• WHAT IS ASKED:
Copy out, word for word, the lines of the records below, starting at the line that contains "Point to the hand." and ending after the line that contains "Point to the bare".
### MATERIAL
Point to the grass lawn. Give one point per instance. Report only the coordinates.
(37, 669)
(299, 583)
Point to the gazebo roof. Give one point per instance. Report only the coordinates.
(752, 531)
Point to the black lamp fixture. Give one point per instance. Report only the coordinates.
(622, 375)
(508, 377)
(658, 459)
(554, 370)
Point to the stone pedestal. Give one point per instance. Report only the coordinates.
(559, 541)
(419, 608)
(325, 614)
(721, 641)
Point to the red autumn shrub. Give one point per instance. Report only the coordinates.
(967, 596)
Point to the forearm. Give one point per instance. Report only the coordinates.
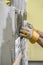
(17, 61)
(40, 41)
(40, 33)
######
### MATERIAL
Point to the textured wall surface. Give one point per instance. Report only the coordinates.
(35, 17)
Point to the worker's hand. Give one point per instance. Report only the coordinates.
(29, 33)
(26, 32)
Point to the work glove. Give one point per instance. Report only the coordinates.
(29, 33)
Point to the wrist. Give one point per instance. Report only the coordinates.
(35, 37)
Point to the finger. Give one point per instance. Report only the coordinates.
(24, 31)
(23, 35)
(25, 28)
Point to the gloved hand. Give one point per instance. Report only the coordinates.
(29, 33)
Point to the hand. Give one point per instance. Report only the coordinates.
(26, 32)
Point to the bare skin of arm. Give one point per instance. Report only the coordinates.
######
• SOLUTION FOR THIS TASK:
Point to the hand. Give one point per instance. Report only the coordinates.
(26, 32)
Point to the bare skin of arm. Give one point per instance. Report only the coordinates.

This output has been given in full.